• _What you are asked to do_:
The required result is a line count: how many lines in this data hold the word "please". Give only that.

:: Dataset entries

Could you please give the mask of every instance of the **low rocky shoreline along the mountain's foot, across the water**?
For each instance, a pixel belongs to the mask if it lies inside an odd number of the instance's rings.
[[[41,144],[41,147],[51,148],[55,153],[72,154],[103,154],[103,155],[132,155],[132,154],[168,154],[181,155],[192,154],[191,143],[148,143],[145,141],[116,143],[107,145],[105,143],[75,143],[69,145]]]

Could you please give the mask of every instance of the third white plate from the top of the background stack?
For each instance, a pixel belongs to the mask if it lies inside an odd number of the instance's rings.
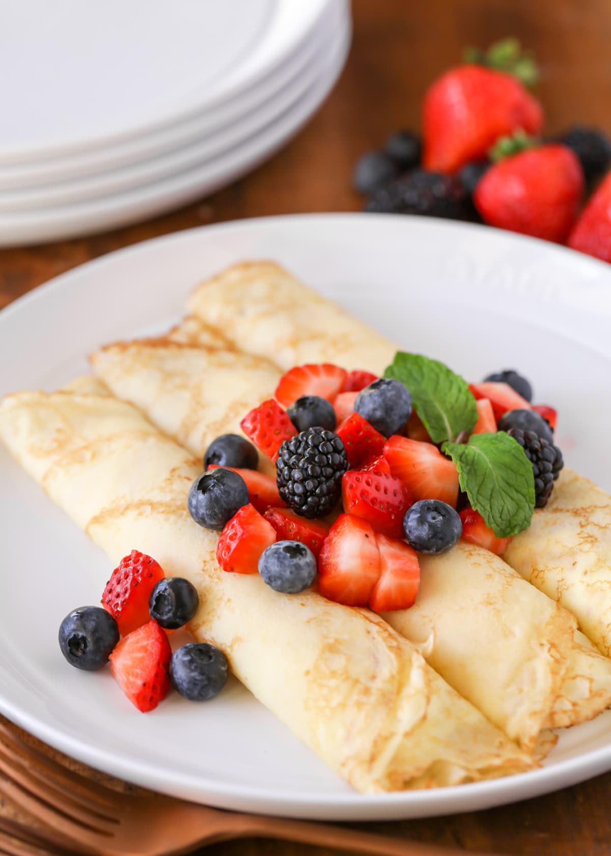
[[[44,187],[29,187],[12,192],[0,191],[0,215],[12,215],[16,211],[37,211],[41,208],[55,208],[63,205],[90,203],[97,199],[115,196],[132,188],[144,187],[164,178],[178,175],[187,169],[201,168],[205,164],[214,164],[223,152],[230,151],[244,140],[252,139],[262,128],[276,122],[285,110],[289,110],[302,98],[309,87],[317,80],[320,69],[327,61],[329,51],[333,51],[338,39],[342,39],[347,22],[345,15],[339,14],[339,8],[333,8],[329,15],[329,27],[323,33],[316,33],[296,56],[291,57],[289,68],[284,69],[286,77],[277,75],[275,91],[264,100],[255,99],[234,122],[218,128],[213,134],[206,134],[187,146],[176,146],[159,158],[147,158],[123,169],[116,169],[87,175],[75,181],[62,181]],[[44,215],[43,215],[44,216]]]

::::

• _Written reply_:
2